*SUPPLIED PASSAGE*
★ ★ ★ ★ ★ ★ ★
Learn How to Draw: A Step-By-Step Guide
learn how to draw
At every moment in time, we are bombarded with sensory information - external sights, sounds, smells and physical sensations, as well as internal thought processes.
Most of that sensory information is filtered out of your conscious awareness. You can only focus on a small amount of it at any one time.
Try this quick test as an example:
Look around the room for 10 seconds and notice everything that is red. Make a mental note of the red objects. DO NOT READ AHEAD. This test will become pointless otherwise. STOP READING NOW AND LOOK AROUND THE ROOM FOR 10 SECONDS.
Now close your eyes and mentally list all of the green objects in the room. Keep your eyes closed until you can't list any more green objects
With your eyes now open, look around and notice how many green objects you missed from your mental list.
You probably missed a lot of green objects. The point is, you saw them the first time but your brain filtered them out.
★ ★ ★ ★ ★ ★ ★
*STORED ROWS*
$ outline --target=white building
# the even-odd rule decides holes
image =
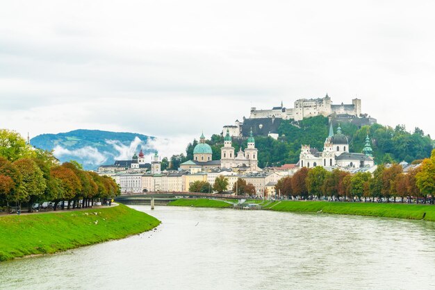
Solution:
[[[142,173],[123,173],[116,176],[115,181],[121,187],[121,193],[142,192]]]
[[[372,152],[370,138],[368,136],[364,153],[350,153],[347,137],[341,133],[340,126],[337,128],[337,134],[334,135],[331,123],[329,135],[325,141],[323,151],[311,148],[309,145],[302,145],[299,166],[301,168],[313,168],[318,166],[348,169],[370,167],[375,165]]]
[[[234,168],[243,166],[248,167],[249,171],[258,170],[258,149],[255,148],[255,139],[252,136],[252,130],[247,139],[247,147],[243,151],[240,148],[234,153],[234,147],[232,146],[232,139],[229,130],[227,130],[227,135],[224,139],[224,146],[220,149],[220,167],[221,168]]]
[[[361,101],[359,99],[354,99],[352,104],[342,103],[340,105],[332,105],[331,98],[327,94],[325,98],[296,100],[293,108],[284,108],[282,102],[281,106],[274,107],[272,110],[256,110],[256,108],[252,108],[249,119],[274,117],[299,121],[310,117],[327,117],[332,114],[358,117],[361,114]]]

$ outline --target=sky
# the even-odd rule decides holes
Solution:
[[[435,137],[432,1],[38,1],[0,9],[0,128],[166,138],[323,97]],[[162,146],[163,144],[160,144]]]

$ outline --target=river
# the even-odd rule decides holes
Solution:
[[[156,230],[0,264],[0,289],[435,289],[435,223],[133,206]]]

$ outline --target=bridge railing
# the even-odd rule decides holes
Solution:
[[[229,198],[229,199],[244,199],[249,198],[248,196],[235,196],[231,194],[204,194],[202,192],[190,192],[190,191],[146,191],[146,192],[126,192],[121,194],[120,196],[155,196],[155,195],[168,195],[168,196],[200,196],[200,197],[211,197],[217,198]]]

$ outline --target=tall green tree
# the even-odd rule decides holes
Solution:
[[[317,167],[310,169],[306,176],[306,189],[311,196],[316,196],[320,199],[323,191],[322,187],[328,171],[322,167]]]
[[[432,202],[435,195],[435,149],[430,158],[423,160],[421,171],[416,176],[416,185],[425,198],[432,196]]]
[[[26,140],[15,131],[0,129],[0,156],[9,161],[15,161],[19,158],[30,157],[33,152]]]
[[[47,183],[44,174],[35,161],[30,158],[21,158],[14,162],[22,176],[22,182],[15,196],[18,202],[29,201],[32,204],[39,200],[45,191]],[[29,212],[31,212],[29,207]]]
[[[215,184],[213,186],[213,190],[218,192],[226,191],[228,188],[228,178],[223,176],[219,176],[215,179]]]

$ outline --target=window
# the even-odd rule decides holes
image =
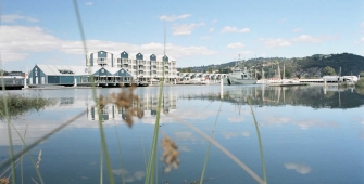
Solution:
[[[74,74],[72,70],[70,69],[59,69],[60,74]]]

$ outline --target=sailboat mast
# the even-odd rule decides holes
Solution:
[[[284,76],[281,76],[281,78],[283,79],[285,78],[285,63],[284,63]]]

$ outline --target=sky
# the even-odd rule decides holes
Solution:
[[[78,0],[87,52],[165,53],[177,67],[364,55],[363,0]],[[0,0],[5,70],[85,65],[73,0]],[[165,44],[164,44],[165,42]]]

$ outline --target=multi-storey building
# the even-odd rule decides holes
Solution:
[[[109,66],[123,68],[131,74],[134,80],[150,81],[151,79],[174,81],[177,78],[176,60],[166,55],[143,55],[140,52],[129,54],[125,51],[113,54],[105,51],[90,53],[86,56],[86,66]],[[164,68],[163,68],[164,66]]]

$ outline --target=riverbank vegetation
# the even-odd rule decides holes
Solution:
[[[10,118],[17,118],[30,110],[38,111],[55,103],[55,101],[40,96],[25,96],[14,93],[4,93],[0,95],[0,120],[5,118],[5,101]]]

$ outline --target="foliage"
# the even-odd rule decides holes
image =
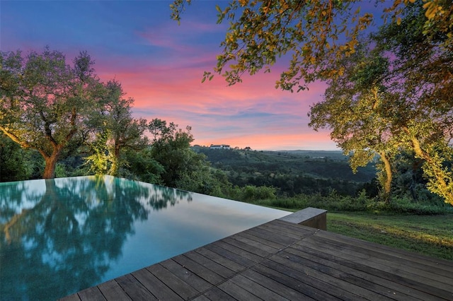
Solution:
[[[125,93],[119,82],[110,81],[105,88],[106,96],[101,110],[95,111],[91,122],[96,125],[98,138],[101,138],[100,142],[105,145],[104,150],[110,164],[103,174],[117,175],[118,170],[127,164],[121,160],[122,151],[138,151],[148,145],[148,138],[144,135],[147,124],[146,119],[132,118],[134,99],[122,98]]]
[[[400,24],[400,15],[415,0],[394,0],[392,6],[377,1],[382,16],[391,17]],[[289,60],[276,87],[284,90],[305,89],[316,79],[341,76],[345,68],[338,64],[342,57],[355,53],[360,35],[373,24],[371,11],[362,12],[359,1],[324,0],[287,1],[283,0],[231,0],[224,8],[217,6],[217,23],[229,21],[222,54],[217,56],[214,72],[225,77],[229,84],[241,82],[248,72],[265,72],[282,57]],[[175,0],[171,17],[180,22],[190,0]],[[453,16],[449,1],[428,1],[423,5],[425,18],[422,24],[428,37],[442,34],[445,45],[452,45]],[[205,72],[203,81],[211,79]]]
[[[345,71],[311,107],[310,125],[331,129],[333,140],[352,152],[353,169],[380,155],[383,164],[377,166],[385,171],[379,178],[387,196],[391,161],[413,152],[423,160],[428,189],[453,204],[453,173],[445,165],[453,158],[453,52],[446,37],[424,36],[420,4],[409,5],[403,17],[340,61]]]
[[[193,136],[190,126],[185,131],[178,124],[159,119],[152,119],[149,130],[152,135],[150,153],[163,167],[162,182],[169,187],[177,187],[183,177],[192,177],[206,164],[205,156],[190,149]],[[186,182],[186,181],[185,181]]]
[[[224,171],[233,186],[275,187],[279,197],[299,194],[326,196],[332,189],[355,196],[375,174],[373,166],[353,175],[340,151],[249,151],[194,148]],[[230,196],[230,198],[234,198]]]
[[[28,179],[33,173],[31,153],[0,132],[0,182]]]
[[[22,148],[37,150],[45,160],[43,177],[55,176],[62,152],[81,143],[84,122],[98,100],[100,84],[93,61],[81,52],[73,66],[64,55],[45,48],[0,53],[0,130]]]

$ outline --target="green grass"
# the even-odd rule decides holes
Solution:
[[[453,261],[453,214],[328,213],[328,231]]]

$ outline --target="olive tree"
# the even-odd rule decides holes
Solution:
[[[101,99],[93,61],[80,52],[72,66],[60,52],[0,52],[0,130],[45,161],[52,178],[64,148],[80,139],[86,117]]]
[[[119,82],[113,80],[104,85],[105,95],[90,120],[96,138],[91,143],[93,154],[86,160],[96,174],[117,175],[127,165],[121,160],[123,151],[138,151],[148,146],[144,136],[148,125],[146,119],[132,117],[134,99],[123,98],[125,93]]]

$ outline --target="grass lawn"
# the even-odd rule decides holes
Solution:
[[[328,213],[336,233],[453,261],[453,214],[374,215]]]

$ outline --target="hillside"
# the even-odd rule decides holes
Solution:
[[[355,195],[376,175],[371,164],[353,174],[341,151],[193,149],[205,154],[213,167],[225,171],[235,185],[272,186],[289,196],[326,194],[332,189]]]

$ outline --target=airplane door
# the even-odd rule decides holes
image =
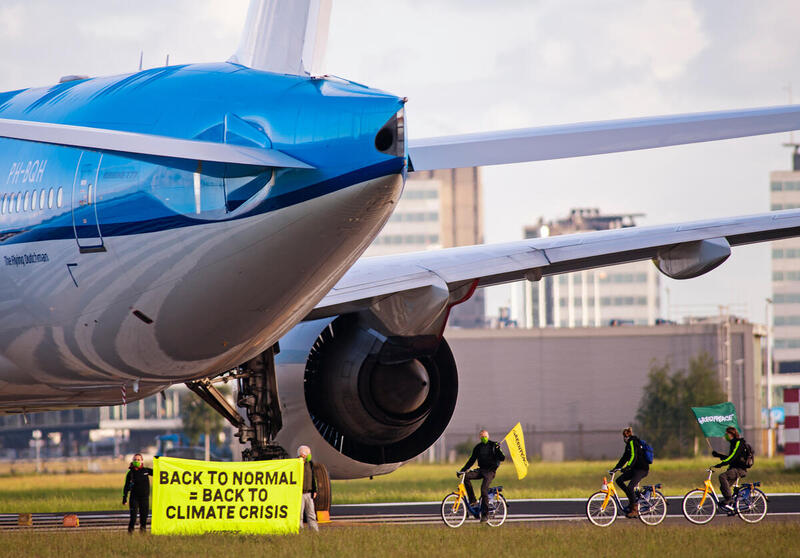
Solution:
[[[103,155],[84,151],[72,184],[72,226],[82,253],[105,252],[97,221],[97,183]]]

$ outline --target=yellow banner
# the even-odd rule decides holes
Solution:
[[[153,461],[154,534],[299,531],[303,495],[299,458],[220,463],[159,457]]]
[[[517,425],[506,434],[506,444],[517,469],[517,478],[524,479],[528,474],[528,454],[525,453],[525,438],[522,436],[522,425]]]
★ ★ ★ ★ ★ ★ ★
*PROBLEMS TO SOLVE*
1 - Decide whether each statement agrees with the drawing guide, answering yes or no and quoting the words of the guide that settle it: (a) The test begins by having you spend 10 seconds noticing red objects in the room. (b) You are supposed to keep your eyes open while listing the green objects. (c) Most sensory information makes it into conscious awareness.
2 - Answer these questions from the drawing guide:
(a) Besides external sensations, what internal information does the guide say we are bombarded with?
(b) For how many seconds are you told to look around the room?
(c) What does the guide say your brain did with the green objects you saw the first time?
3 - Write a continuation of the drawing guide, starting after its final sentence.
The listing isn't needed for any of this.

*RESULTS OF THE TASKS*
1 -
(a) Yes: "Look around the room for 10 seconds and notice everything that is red."
(b) No: "Now close your eyes and mentally list all of the green objects in the room."
(c) No: "Most of that sensory information is filtered out of your conscious awareness."

2 -
(a) Internal thought processes.
(b) 10 seconds.
(c) It filtered them out.

3 -
When you begin to draw something, you are trying to reduce that 3-dimensional object to a series of simple lines and shapes.
Those lines and shapes are there but to the untrained eye (or brain), they are really hard to decipher. You're looking at red when you need to look for green.
And then of course your brain realises your struggling and tries to help you out:
"I know what this object you're drawing is, it's a face and a face has 2 eyes which are oval, a nose with dark holes for nostrils, and a mouth which is kind of banana shaped. It should look like this".
Unfortunately, your brain is making it up based on a best guess from memory.
To help you decipher and observe what is really there, you need the help of some visual aides. At least at first...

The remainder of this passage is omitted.